◆ TO DO: Return the records exactly as they stand, and keep the pictures out of the copy.

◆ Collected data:
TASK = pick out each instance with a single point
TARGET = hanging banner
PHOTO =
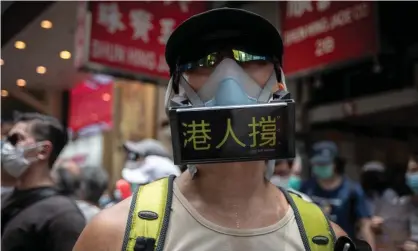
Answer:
(225, 134)
(130, 37)
(91, 103)
(317, 34)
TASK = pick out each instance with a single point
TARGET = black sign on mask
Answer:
(233, 133)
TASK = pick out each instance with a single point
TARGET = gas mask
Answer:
(13, 158)
(231, 118)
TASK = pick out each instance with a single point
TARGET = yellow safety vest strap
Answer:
(150, 212)
(314, 227)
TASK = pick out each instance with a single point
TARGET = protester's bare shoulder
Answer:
(338, 230)
(106, 230)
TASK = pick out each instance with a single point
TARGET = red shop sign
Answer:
(321, 33)
(91, 103)
(129, 37)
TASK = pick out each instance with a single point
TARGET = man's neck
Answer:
(35, 177)
(232, 194)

◆ FINAL ANSWER:
TASK = pick out each instance with a single point
TARGET = hanging banner
PHOTO =
Answer:
(225, 134)
(130, 37)
(91, 103)
(317, 34)
TASK = pick out each instance with a single point
TARGET = black sign on mask
Answer:
(233, 133)
TASK = pick out each instance with a single point
TARGET = gas mask
Answer:
(13, 158)
(231, 118)
TASK = pick out each instance with a single point
TARGET = yellow safety vest strap
Answer:
(150, 212)
(314, 227)
TASK = pick out each instance with a single point
TARGET = protester's bare shoulder
Answer:
(338, 230)
(106, 230)
TASK = pick out each instance with a single point
TARGET = red shop sign
Answer:
(321, 33)
(91, 103)
(129, 37)
TASK = pick out each instance with a single point
TARGET = man's neck
Answer:
(35, 177)
(232, 194)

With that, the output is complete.